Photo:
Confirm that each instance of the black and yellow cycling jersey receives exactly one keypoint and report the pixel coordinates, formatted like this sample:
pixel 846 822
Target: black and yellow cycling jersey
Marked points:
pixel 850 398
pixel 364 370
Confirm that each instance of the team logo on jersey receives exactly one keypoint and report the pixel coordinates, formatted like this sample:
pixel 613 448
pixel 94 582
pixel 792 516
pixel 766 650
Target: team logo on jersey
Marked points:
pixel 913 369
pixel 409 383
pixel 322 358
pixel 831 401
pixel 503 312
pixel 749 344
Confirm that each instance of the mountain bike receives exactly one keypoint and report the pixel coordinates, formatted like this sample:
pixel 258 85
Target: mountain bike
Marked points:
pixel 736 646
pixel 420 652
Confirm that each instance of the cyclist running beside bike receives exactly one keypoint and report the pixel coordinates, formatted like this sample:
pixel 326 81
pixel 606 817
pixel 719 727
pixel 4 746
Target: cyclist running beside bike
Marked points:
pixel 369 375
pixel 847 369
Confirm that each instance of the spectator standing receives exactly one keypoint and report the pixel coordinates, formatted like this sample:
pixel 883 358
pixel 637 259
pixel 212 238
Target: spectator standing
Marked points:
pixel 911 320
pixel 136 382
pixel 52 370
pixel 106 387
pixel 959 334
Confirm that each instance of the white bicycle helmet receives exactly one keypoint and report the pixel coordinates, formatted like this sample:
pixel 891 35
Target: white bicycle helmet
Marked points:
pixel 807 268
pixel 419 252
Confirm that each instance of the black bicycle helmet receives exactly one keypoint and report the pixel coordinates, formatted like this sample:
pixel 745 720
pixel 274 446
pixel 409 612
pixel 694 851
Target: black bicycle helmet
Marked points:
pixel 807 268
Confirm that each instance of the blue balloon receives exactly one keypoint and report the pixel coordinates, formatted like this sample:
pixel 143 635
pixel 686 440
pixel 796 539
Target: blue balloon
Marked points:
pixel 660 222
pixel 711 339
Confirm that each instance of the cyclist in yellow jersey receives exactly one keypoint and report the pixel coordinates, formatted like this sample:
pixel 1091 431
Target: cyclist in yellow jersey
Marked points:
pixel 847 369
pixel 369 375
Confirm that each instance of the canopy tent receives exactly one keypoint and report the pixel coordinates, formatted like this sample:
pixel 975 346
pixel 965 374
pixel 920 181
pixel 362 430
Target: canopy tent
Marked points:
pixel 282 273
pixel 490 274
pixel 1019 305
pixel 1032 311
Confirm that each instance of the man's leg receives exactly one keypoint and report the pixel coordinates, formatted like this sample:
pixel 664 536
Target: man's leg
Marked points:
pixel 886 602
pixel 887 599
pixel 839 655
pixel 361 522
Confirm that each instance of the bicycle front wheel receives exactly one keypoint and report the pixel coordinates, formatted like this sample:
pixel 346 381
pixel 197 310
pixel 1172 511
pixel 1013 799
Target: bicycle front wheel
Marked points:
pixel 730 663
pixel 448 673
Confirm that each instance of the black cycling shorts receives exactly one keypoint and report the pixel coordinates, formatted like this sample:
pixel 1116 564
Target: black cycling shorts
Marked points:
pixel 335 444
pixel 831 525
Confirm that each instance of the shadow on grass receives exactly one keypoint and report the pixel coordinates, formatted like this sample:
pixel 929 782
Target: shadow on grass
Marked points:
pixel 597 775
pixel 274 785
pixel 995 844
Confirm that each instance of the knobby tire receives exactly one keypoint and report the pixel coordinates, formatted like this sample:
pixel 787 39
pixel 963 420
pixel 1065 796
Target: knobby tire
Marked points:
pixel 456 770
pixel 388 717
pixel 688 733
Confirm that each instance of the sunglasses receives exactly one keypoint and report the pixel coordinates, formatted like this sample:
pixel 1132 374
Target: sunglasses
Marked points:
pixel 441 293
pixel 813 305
⁂
Stated problem → Write out all of the records above again, word for word, changing nothing.

Worked answer →
Photo:
Confirm that each instance of the black and yellow cycling jersey receives exactly one keypoint and report the pixel coordinates, formatted like this sample:
pixel 846 822
Target: black and yellow cycling jersey
Marked points:
pixel 850 398
pixel 364 370
Confirm that each instance of the team logo on jersey receives exactly one keypoint and report the pixel coordinates, formatted like this sample:
pixel 613 448
pixel 94 582
pixel 792 516
pixel 766 650
Target: team logo on jersey
Marked points:
pixel 913 369
pixel 409 383
pixel 322 358
pixel 831 401
pixel 503 312
pixel 749 344
Confirm that each instance of the mountain bike receives exactly one keypoint and report the pixel coordinates, formatted like this sample:
pixel 258 85
Target: mountain bike
Marked points:
pixel 736 646
pixel 420 652
Confirm that each instance of the cyclist running beside bike receives exactly one keypoint and report the pixel coordinates, formatted like this sample:
pixel 326 81
pixel 606 817
pixel 719 727
pixel 4 746
Target: cyclist running beside bike
Marked points:
pixel 369 375
pixel 847 369
Confirm that each instance of the spectator standing receives exactly one keypoint and report the pixel coordinates, formatted like this sample:
pixel 883 358
pixel 637 259
pixel 212 238
Target: spectator standing
Marked points:
pixel 911 320
pixel 136 382
pixel 52 370
pixel 106 387
pixel 959 334
Confirm that each instance of the white bicycle helmet receives exactly one keypoint and report the pixel coordinates, formatted like this sample:
pixel 891 35
Target: white bicycle helmet
Marked points:
pixel 807 268
pixel 419 252
Confirm that each instance of the black bicycle helmet receives exactly one keypoint and report the pixel coordinates, formatted like this sample:
pixel 745 720
pixel 274 446
pixel 409 612
pixel 694 851
Target: black bicycle helmet
Marked points:
pixel 807 268
Confirm that each instance of the blue balloon receives exactly one keypoint and report the pixel coordinates, formatted like this sample:
pixel 143 635
pixel 686 440
pixel 796 539
Target: blue balloon
Marked points:
pixel 660 222
pixel 711 339
Confirm that each instance of the cyclist in yellow jersey receives exactly one keypoint and report the pixel coordinates, formatted like this sample:
pixel 1091 431
Target: cyclist in yellow jersey
Marked points:
pixel 847 369
pixel 369 375
Confirm that each instance of the canopy tent receives exactly one keypoint and report the pixel coordinates, formatted like this sample:
pixel 975 346
pixel 965 374
pixel 920 181
pixel 362 430
Target: canopy tent
Marked points:
pixel 282 273
pixel 490 274
pixel 1019 305
pixel 1032 311
Confirm that each instance of the man's leg receives exactly one keypoint and report the pixel coordinates, formatted like this sample:
pixel 664 536
Target: man's leg
Marked points:
pixel 886 602
pixel 887 599
pixel 839 655
pixel 361 522
Confirm that each instance of the bicycle front wheel receives exactly one keypoint and report the pixel coordinates, formatted like this sample:
pixel 346 381
pixel 197 310
pixel 1172 511
pixel 1013 799
Target: bicycle front wheel
Marked points:
pixel 730 663
pixel 448 673
Confirm that each instance of the black cycling shorts receives exactly one keypoint and report the pixel coordinates, formatted like this sample:
pixel 1116 564
Target: black cycling shorts
Marked points:
pixel 335 444
pixel 831 525
Confirm that each instance of the shadow on grass receives exactly one keypoint and report the pixel coordinates, formatted like this sample:
pixel 929 782
Target: shadow on grass
Marked points:
pixel 597 775
pixel 274 785
pixel 995 844
Confirm that each instance of the knobby tire receives exactly one keypoint and report the pixel coordinates, formatted like this sample:
pixel 787 39
pixel 963 420
pixel 1065 796
Target: knobby tire
Marked points:
pixel 456 770
pixel 388 717
pixel 688 733
Confirm that each instance of the sunglasses receives exactly one keypoint and report the pixel coordinates, formatted like this sample:
pixel 1132 374
Target: sunglasses
Marked points:
pixel 441 293
pixel 813 305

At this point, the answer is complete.